EXTRACT PROVIDED ::
I have a provocative question to ask of experienced and beginner data scientists alike, whether you are fully fluent with the syntax you use to analyze data or not quite comfortable with the command line. Do you think a graphical tool for exploratory data analysis could make you more productive? Would you consider using such a tool? What would you envision such a tool be able to do for your workflow?
In the same way that an effective visualization can reveal and communicate more insight than a basic table of numbers, I think there can be an effective visual interface to guide data analysis without having to write code. I love writing code and I love analyzing data. But I’ve realized that trying to do both at the same time doesn’t always work well.
In 2019 I wrote over 13,000 lines of R with another 7,000 lines of RMarkdown. These pale in comparison to the astonishing (even to me) 62,000 lines of SQL that I wrote, but I’ll save the topic of optimizing my SQL workflow for another day. Several months ago after two intensive and tightly time-bound projects that involved a lot of exploratory analysis, I took a few hours to reflect on my workflow, in sort of a personal project postmortem. While the project goals were met and I was happy with the results, I was often very unhappy with the way I was working to get those results.
In the course of my postmortem I identified two common themes that underpinned my general frustrations. First, the context switch between analyzing data and programming data was interrupting my train of thought. Taking my eyes off the data, even for a quick moment to type a simple command, could very easily distract me just enough to lose sight of the idea I had in mind for how I wanted the data to look. Translating the mental model I had constructed in my head of what I wanted to see into the programmatic representation of how to generate it proved to be a substantial disruption. Even for someone who is very comfortable with the command line, and even with the tight and highly expressive syntax of tidyverse packages, rapidly moving between analysis and programming introduces a cost.
The second theme I identified is that the verbose and unstructured development code that I was writing was brittle, unorganized, repetitive, and too unreliable to be distributed or reproducible without substantial revision and dedicated testing. The raw analytical process involves a lot of iteration: exploring a lot of what become dead ends or uninteresting results or things simply not relevant to the final outcome. As I’m exploring, I tend not to delete or overwrite any of my code, because when I used to do that I would always get to a point where I wanted to go back to a result I had played with several iterations ago. The benefit of this approach is that everything is saved. The downside to this approach is that everything is saved! I don’t want to delete anything for fear of needing it again, but this means that my development files become such a jumbled mess that it takes several hours of painstaking concentration at the end of a project to distill them into something I can confidently distribute.
After identifying and verbalizing these two pain points, my first instinct was to scrutinize my workflow. What was I doing wrong? Why was I not using these tools effectively? What can be improved in the process to avoid these outcomes?

RECORD LIST ::
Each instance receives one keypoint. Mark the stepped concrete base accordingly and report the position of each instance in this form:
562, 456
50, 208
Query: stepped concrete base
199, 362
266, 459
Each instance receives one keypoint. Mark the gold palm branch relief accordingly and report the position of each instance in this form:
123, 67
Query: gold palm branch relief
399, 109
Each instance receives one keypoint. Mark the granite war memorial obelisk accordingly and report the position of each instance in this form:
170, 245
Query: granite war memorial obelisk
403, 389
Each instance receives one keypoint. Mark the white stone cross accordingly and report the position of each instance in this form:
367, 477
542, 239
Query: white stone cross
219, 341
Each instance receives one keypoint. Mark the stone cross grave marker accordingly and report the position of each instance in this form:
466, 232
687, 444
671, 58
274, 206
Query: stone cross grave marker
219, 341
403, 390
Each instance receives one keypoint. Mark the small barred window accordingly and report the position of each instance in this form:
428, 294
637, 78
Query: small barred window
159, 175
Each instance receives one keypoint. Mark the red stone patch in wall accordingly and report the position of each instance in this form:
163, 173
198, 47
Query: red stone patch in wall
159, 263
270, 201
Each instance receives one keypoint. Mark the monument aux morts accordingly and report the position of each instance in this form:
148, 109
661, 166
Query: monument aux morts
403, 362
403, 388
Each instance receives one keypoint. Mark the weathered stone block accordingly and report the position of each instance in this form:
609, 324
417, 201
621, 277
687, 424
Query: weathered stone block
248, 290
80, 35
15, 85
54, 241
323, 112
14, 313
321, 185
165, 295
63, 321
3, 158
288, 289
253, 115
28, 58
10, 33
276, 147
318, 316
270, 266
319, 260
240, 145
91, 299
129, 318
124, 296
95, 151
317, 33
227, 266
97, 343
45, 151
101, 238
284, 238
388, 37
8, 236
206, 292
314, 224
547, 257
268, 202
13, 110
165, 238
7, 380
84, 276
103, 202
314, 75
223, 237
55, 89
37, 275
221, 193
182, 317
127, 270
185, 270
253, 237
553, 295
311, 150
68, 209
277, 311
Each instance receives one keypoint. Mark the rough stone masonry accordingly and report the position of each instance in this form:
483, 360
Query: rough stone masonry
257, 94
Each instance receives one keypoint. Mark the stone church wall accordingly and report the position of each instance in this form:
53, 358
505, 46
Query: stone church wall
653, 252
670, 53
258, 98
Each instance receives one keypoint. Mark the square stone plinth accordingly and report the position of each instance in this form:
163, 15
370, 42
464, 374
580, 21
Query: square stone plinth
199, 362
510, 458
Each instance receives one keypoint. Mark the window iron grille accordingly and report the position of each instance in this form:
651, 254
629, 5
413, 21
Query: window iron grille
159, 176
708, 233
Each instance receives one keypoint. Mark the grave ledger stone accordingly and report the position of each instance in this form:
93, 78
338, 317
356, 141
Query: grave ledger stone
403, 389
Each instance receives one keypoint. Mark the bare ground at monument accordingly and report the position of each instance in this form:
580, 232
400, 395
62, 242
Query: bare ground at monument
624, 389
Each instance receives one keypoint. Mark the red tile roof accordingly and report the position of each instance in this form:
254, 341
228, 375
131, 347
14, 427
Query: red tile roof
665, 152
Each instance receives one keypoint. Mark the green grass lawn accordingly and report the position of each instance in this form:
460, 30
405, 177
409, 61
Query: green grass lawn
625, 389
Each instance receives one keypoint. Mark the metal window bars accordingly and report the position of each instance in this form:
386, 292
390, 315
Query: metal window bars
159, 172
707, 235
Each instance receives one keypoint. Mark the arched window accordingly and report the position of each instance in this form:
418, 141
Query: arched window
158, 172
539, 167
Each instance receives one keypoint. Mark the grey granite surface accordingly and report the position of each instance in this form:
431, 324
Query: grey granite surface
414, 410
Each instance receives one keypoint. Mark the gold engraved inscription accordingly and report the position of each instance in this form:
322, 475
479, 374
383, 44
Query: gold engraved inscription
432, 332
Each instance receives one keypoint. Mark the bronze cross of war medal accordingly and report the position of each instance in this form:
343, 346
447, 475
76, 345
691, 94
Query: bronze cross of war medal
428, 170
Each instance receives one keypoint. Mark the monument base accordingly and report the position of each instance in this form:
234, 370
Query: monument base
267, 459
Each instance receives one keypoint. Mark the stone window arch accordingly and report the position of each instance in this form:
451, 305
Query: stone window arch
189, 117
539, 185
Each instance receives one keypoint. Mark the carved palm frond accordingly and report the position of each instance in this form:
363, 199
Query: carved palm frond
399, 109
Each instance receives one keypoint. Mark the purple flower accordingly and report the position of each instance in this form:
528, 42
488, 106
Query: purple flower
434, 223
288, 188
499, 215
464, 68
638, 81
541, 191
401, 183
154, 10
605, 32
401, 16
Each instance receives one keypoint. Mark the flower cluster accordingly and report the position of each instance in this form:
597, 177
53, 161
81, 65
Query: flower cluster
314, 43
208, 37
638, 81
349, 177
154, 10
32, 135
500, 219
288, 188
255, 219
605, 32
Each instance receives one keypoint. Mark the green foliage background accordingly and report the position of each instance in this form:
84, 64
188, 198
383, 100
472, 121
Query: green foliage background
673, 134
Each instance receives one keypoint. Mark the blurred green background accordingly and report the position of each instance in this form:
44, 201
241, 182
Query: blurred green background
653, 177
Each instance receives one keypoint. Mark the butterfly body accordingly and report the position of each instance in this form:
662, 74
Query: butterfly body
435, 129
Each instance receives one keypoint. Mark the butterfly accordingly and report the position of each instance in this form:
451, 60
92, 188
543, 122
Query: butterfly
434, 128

STATED GOAL A ::
Using the post on exploratory data analysis workflow above, answer each question on its own line:
(i) How many lines of SQL did the writer produce in 2019?
(ii) What was the first of the two common themes found in the postmortem?
(iii) Why does the writer avoid deleting or overwriting code while exploring?
STATED GOAL B :: Could you write the next part of the post on exploratory data analysis workflow, starting right after its final sentence?

TASK RESPONSE A ::
(i) 62,000 lines.
(ii) The context switch between analyzing data and programming data was interrupting the writer's train of thought.
(iii) When the writer used to delete or overwrite code, there was always a point where they wanted to go back to a result they had tried several iterations earlier.

TASK RESPONSE B ::
As an experiment I tried some alternate workflows, for example using RStudio exclusively for the next few projects. But this did not solve the problem. RStudio is still primarily a code editor and is designed to make programming with R easier, but not specifically to make data analysis easier. Of course, the tidyverse packages themselves are designed to make data analysis easier, and they have indeed radically transformed, unified, and simplified the most common tasks that data analysis involves. But, they still rely on you to program them. What I argue is that the very act of switching from analysis to programming is what’s causing the trouble.
During the exploratory phase there were times I felt like what I was doing could easily be scripted, templatized, or shortcut with sensible defaults. Arrange, filter, mutate, group, summarize, and join. These basic operations make the tidyverse so powerful because they are so commonly employed when understanding and exploring new datasets. Even plotting could be jumpstarted with a few basic heuristics based on the variable type and distribution.
Here is a basic summary of the dream vision that came to mind:
- The analysis process should be fluid, it should move at the speed of thought. The moment you have an idea what to do next, the tool should let you do that work without taking your eyes off the data and without taking your mind away from the mental model of what you want to do with the data.
- A tool that can guide the analytical process should also be able to maintain different sequences of code needed to generate each stage of your results.
Going visual
There’s a bias against graphical tools among technical types that is on one hand well deserved but also unfortunate. GUIs are inherently limited and the well-earned bias is the consequence of the fact that most of them have sucked. With a GUI you’re limited to someone else’s prescribed workflow, while with code you are the ultimate master. But the reason I say this is an unfortunate situation is that this bias has now forced all of us to adopt this high context-switching workflow of analysis intermingled with programming.
What if there was a GUI tool for guided data analysis that didn’t suck? One that helped you explore at the speed of thought without getting in your way? One that generated code for you that you could tweak later, but was good enough to move you along the path of discovery without distracting you from the central task at hand?
These ideas have been the guiding motivation for a new R package I’ve been slowly developing over the past few months. It’s not anywhere near ready for public distribution but as it progresses I want to share these ideas in hopes of receiving feedback that can help make this package more broadly useful to others.
Up next I would like to provide a few concrete examples of exactly where in the analytical process I feel that a graphical tool could improve discovery and make the process smoother and more fluid. I’d also like to address the skepticism that will surely and rightfully accompany any grand claims that a magic GUI tool will solve all the world’s problems. Finally, I’ll conclude with some thoughts on what this project is not.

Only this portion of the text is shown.